Begin ROWS

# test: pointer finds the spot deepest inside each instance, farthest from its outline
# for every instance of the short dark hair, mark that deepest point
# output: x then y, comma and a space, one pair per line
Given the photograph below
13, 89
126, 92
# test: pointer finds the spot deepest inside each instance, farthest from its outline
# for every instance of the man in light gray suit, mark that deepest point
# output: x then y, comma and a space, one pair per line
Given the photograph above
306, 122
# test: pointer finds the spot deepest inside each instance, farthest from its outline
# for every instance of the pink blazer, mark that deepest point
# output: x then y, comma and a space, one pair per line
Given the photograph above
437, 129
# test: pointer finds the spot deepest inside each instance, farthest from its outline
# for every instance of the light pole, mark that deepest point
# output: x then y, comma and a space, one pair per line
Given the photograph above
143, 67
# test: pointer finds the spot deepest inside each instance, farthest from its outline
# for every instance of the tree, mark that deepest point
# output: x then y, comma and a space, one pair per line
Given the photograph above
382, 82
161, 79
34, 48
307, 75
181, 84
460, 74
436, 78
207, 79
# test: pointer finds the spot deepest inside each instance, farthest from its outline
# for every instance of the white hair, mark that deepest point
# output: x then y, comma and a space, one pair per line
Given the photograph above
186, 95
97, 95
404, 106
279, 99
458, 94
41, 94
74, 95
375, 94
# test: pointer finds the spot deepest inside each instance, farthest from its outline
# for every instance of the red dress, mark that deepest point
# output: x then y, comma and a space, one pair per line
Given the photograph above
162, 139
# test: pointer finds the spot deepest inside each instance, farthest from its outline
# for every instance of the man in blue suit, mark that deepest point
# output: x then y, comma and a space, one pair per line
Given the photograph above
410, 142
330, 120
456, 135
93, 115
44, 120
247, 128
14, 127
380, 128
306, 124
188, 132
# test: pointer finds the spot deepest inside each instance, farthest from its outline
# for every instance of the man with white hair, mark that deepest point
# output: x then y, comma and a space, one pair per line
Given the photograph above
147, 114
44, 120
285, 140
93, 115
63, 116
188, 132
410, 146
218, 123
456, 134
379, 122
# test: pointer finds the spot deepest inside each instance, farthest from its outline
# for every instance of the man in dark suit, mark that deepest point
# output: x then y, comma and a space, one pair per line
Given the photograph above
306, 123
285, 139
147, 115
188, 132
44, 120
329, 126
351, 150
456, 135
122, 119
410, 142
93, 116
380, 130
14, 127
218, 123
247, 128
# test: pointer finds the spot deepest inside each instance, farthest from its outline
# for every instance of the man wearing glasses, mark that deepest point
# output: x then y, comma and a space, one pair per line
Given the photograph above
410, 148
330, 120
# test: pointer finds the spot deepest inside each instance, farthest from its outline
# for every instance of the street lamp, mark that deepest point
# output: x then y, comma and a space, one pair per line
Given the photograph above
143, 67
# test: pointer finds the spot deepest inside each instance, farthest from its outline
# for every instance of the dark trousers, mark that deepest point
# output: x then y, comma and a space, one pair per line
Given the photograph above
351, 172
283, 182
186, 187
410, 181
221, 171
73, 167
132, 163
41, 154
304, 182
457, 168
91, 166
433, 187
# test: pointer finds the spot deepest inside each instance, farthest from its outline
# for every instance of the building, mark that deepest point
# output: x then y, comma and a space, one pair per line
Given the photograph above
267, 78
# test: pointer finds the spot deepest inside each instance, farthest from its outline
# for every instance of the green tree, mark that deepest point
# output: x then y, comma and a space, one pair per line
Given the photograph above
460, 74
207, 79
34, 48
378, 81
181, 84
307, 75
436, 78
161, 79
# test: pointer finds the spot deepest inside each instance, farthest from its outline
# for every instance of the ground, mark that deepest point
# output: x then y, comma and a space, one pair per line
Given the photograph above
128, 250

End ROWS

- EXERCISE DESCRIPTION -
Repeat back the data above, exact to the last character.

- REPLY -
# test: pointer finds the spot deepest inside each instance, farthest from its outline
# for every instance of the short dark hair, mark that deepest point
# output: x then y, comma and a space, one pair per line
Given the photograph below
13, 89
126, 92
# test: pointer finds the spot deepest inside each instance, farthest from its outline
# for every instance of the man in light gray suit, mark that deepest point
# output: x then y, comma and a space, one pair per line
Given the photograph above
306, 122
# test: pointer finds the spot deepest inside each instance, farthest from its outline
# for every instance of the pink blazer, mark that deepest point
# output: x then y, comma and a space, one pair per line
Given the photograph above
437, 129
# test: pointer finds the spot deepest inside each instance, farthest from its outline
# for every instance of the light pole, mark that deepest point
# output: x then y, comma and a space, one pair per line
Given the photograph above
143, 67
# test: pointer finds the spot deepest inside each instance, farthest from its outline
# for every instance of the tree, mark that deepest point
# output: x then y, comma and a space, one pair per line
Given the photograph above
382, 82
161, 79
34, 48
307, 75
181, 84
460, 74
436, 78
207, 79
# test: pointer finds the spot deepest inside each instance, farthest from its outline
# for every instance of the white hair, mark that deepest point
# output: x then y, comma and a space, one pair per line
Given the photograph above
186, 95
97, 95
404, 106
279, 99
458, 94
41, 94
74, 95
375, 94
# test: pointer finds the spot deepest inside each instance, farthest from its outline
# for every instance of the red dress, mark that deepest point
# output: x then y, comma and a space, one pair per line
Given the photograph above
162, 139
# test: pointer finds the spot deepest inside each instance, farthest from its outline
# for every instance of the man in blue suit, mark that deepest point
# output: x then y, comma and a space, one pair per line
Given the photograph above
410, 142
330, 120
456, 135
93, 115
44, 120
247, 128
14, 127
380, 128
306, 124
188, 132
# test: pointer finds the spot deepest inside each instance, farthest from its outline
# for every instance of the man with white hair, mark that deepest point
# output: x then y, comma and a space, one pair per line
Given the photograph above
147, 114
44, 120
285, 140
93, 115
63, 116
188, 132
410, 146
218, 123
456, 134
379, 122
# test: pointer finds the spot deepest inside each instance, farthest from its outline
# for every instance of the man in dark suit, mark that deepest point
# output: x then y, comma and a space, one pair per line
Given the photograph above
306, 123
285, 139
147, 115
188, 132
44, 120
329, 126
351, 150
456, 135
122, 119
410, 142
93, 116
380, 130
14, 127
218, 123
247, 128
# test: pointer finds the spot deepest inside each instance, farthest from its outline
# for every instance of the man wearing glasses, mark that deepest point
# output: x then y, comma and a space, one pair per line
Given the photograph above
410, 148
330, 120
# test: pointer finds the spot deepest inside each instance, farthest from its outline
# for every instance of the street lamp, mark that deepest point
# output: x then y, comma and a space, one pair per line
Given the photograph above
143, 67
# test: pointer finds the spot deepest inside each instance, farthest from its outline
# for every instance of the dark trousers, mark that deepest point
# output: x then y, comma and a space, one pair per line
Given the photograph above
351, 172
283, 182
186, 187
410, 181
221, 171
73, 167
132, 163
41, 154
304, 182
457, 168
91, 166
433, 187
# test: pointer finds the spot deepest inside each instance, farthest from its outline
# for every instance of the building, mark that deepest point
# output: x then y, comma and a space, one pair per line
Given the photograph above
267, 78
# test: pointer finds the spot deepest inside each instance, farthest from its outline
# for every instance of the green tree, mark that deepest point
# output: x then y, comma and a space, one pair per line
Given the photograph above
460, 74
207, 79
34, 48
378, 81
181, 84
307, 75
436, 78
161, 79
# test: pointer finds the spot deepest inside each instance, farthest from its outline
# for every instance of the ground, mark that deepest point
# output: x then y, comma and a space, one pair per line
Given the photograph above
128, 250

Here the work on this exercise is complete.